[Given task]
Rewrite the listing below as a numbered list, one line per item, leaving out any blank lines.

┄┄┄┄┄┄

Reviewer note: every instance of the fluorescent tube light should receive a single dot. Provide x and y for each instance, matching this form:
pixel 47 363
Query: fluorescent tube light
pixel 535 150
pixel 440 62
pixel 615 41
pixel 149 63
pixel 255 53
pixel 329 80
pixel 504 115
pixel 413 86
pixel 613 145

┄┄┄┄┄┄

[Finished task]
1. Reviewer note: every instance of the fluorescent tube light should receive a single dot. Provide x and y for each instance, matching this form:
2. pixel 47 363
3. Query: fluorescent tube light
4. pixel 535 150
5. pixel 440 62
6. pixel 615 41
7. pixel 149 63
8. pixel 255 53
9. pixel 329 80
10. pixel 504 115
11. pixel 413 86
12. pixel 613 145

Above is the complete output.